Written task 1: Convert the records to a JSON list of strings with one string per line and blank lines omitted. Begin at the line that contains "If you could tag the green" and continue through the end of the records.

William Boyd v Godfrey Hirst Australia Pty Ltd William Boyd v Tybar Engineering Pty Ltd
[1995] IRCA 14
•30 January 1995
CATCHWORDS
INDUSTRIAL LAW - Termination of employment - whether employee had abandoned employment - no valid reason for termination - reinstatement.
Industrial Relations Act 1988, ss.170DE and 170EE.
WILLIAM BOYD -v- GODFREY HIRST AUSTRALIA PTY LTD
WILLIAM BOYD -v- TYBAR ENGINEERING PTY LTD
NO. VI 246 of 1994
NO. VI 247 of 1994
Before: STAINDL JR
Place: MELBOURNE
Date: 30 JANUARY 1995
INDUSTRIAL RELATIONS COURT
OF AUSTRALIA
VICTORIA DISTRICT REGISTRY
VI 246 of 1994
VI 247 of 1994
BETWEEN:
WILLIAM BOYD
Applicant
AND
GODFREY HIRST AUSTRALIA PTY LTD
AND TYBAR ENGINEERING PTY LTD
Respondents
MINUTES OF ORDER
30 January 1995 Judicial Registrar Staindl
THE COURT DECLARES:
That the termination of the Applicant’s employment by the Respondents contravened Division 3 of Part VIA of the Industrial Relations Act 1988.
THE COURT ORDERS:
That the respondents reinstate the applicant by reappointing him to the position in which he was employed immediately before the termination of his employment.
That the respondents pay to the applicant the remuneration he would have received but for the termination.
That the applicant’s employment with the respondents be treated as being continuous for all purposes.
Liberty to apply to the Court upon 48 hours notice in writing to the other side.
NOTE: Settlement and entry of orders is dealt with by Order 36 of the Industrial Relations Court Rules.
INDUSTRIAL RELATIONS COURT
OF AUSTRALIA
VICTORIA DISTRICT REGISTRY
VI 246 of 1994
VI 247 of 1994
BETWEEN:
WILLIAM BOYD
Applicant
AND
GODFREY HIRST AUSTRALIA PTY LTD
AND TYBAR ENGINEERING PTY LTD
Respondents
REASONS FOR JUDGMENT
30 January 1995 Judicial Registrar Staindl
William Boyd commenced employment with Godfrey Hirst Australia Pty Ltd (“the company”) on 22 July 1991. He was employed as a plant administration manager at the company’s Geelong plant. The company manufactures yarn and carpets and in 1994 employed about 1,200 people. The applicant continued to perform this role throughout his employment although at other times also took on other duties. In late 1991/early 1992 he took on the additional role of mill administrator, the mill being one part of the operations carried out at the plant. In about mid 1992 he was appointed the general manager of the mill.
In January 1994 the applicant was appointed manager of Tybar Engineering Pty Ltd (“Tybar”). Tybar was a company within the Godfrey Hirst Group of companies and it had previously been responsible for carrying out research and development. However it was decided that Tybar was to take over the maintenance of Godfrey Hirst’s plant and equipment at Geelong. This maintenance involved the servicing of the plant and machinery by such persons as fitters and electricians. The applicant was told to “tighten up” the maintenance operations and to reduce the numbers of employees if appropriate. His instructions included consideration being given to the use of outside contractors.
The applicant gave evidence that he reported primarily to Mr Ian Bartlett but also reported to Mr George McKendrick, the Chief Executive Officer of Godfrey Hirst Pty Ltd. The applicant described his relationship with Mr McKendrick as “not particularly bitter” although said it could be volatile. At times they had clashed verbally.

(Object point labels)

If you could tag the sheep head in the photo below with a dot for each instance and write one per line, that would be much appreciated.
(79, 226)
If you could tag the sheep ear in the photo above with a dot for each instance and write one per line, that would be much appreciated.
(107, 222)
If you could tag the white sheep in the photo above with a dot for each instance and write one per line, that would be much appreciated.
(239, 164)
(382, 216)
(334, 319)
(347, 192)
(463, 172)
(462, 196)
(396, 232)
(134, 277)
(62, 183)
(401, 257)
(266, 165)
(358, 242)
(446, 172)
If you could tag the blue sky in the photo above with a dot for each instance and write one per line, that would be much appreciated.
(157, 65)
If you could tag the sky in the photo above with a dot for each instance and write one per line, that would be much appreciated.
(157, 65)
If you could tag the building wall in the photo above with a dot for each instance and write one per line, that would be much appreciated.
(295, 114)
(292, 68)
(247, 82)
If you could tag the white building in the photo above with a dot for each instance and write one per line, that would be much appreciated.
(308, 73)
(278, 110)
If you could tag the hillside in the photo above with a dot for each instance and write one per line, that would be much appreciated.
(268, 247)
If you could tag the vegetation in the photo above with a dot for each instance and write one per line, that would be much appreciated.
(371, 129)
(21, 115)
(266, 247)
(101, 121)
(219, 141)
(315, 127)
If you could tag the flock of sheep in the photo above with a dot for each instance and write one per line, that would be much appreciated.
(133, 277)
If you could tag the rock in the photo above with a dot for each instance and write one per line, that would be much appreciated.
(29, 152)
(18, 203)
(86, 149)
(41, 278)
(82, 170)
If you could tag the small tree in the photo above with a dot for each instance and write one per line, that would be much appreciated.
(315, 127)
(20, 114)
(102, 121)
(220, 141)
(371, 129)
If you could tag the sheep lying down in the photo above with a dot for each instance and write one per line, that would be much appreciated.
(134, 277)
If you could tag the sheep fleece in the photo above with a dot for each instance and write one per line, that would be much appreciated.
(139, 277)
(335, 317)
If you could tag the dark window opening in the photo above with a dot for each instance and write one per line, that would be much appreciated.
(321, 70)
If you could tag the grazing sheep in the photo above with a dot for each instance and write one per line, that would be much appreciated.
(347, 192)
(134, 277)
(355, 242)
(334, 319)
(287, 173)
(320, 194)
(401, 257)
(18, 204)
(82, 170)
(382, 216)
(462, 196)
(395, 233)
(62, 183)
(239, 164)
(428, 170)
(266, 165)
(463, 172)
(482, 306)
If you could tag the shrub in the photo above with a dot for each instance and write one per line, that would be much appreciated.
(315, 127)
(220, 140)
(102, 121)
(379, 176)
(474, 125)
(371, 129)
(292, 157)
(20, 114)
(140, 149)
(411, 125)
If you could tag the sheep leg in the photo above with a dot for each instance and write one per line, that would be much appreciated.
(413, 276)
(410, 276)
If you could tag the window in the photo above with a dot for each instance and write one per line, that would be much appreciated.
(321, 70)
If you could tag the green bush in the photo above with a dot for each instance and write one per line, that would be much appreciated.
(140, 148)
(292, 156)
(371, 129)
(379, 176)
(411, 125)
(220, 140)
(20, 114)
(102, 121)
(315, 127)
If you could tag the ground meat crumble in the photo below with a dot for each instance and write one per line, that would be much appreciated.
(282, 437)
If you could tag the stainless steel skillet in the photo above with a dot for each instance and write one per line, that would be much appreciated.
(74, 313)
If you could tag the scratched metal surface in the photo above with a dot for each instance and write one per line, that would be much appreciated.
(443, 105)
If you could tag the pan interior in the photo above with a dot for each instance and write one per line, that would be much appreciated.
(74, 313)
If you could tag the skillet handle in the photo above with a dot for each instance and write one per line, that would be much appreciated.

Written task 2: Duplicate the passage of the judgment that begins at the words "William Boyd v Godfrey" and ends after "ss.170DE and 170EE.".

Correct answer 1:
[
  "If you could tag the green bush in the photo above with a dot for each instance and write one per line, that would be much appreciated.",
  "(140, 148)",
  "(292, 156)",
  "(371, 129)",
  "(379, 176)",
  "(411, 125)",
  "(220, 140)",
  "(20, 114)",
  "(102, 121)",
  "(315, 127)",
  "If you could tag the ground meat crumble in the photo below with a dot for each instance and write one per line, that would be much appreciated.",
  "(282, 437)",
  "If you could tag the stainless steel skillet in the photo above with a dot for each instance and write one per line, that would be much appreciated.",
  "(74, 313)",
  "If you could tag the scratched metal surface in the photo above with a dot for each instance and write one per line, that would be much appreciated.",
  "(443, 105)",
  "If you could tag the pan interior in the photo above with a dot for each instance and write one per line, that would be much appreciated.",
  "(74, 313)",
  "If you could tag the skillet handle in the photo above with a dot for each instance and write one per line, that would be much appreciated."
]

Correct answer 2:
William Boyd v Godfrey Hirst Australia Pty Ltd William Boyd v Tybar Engineering Pty Ltd
[1995] IRCA 14
•30 January 1995
CATCHWORDS
INDUSTRIAL LAW - Termination of employment - whether employee had abandoned employment - no valid reason for termination - reinstatement.
Industrial Relations Act 1988, ss.170DE and 170EE.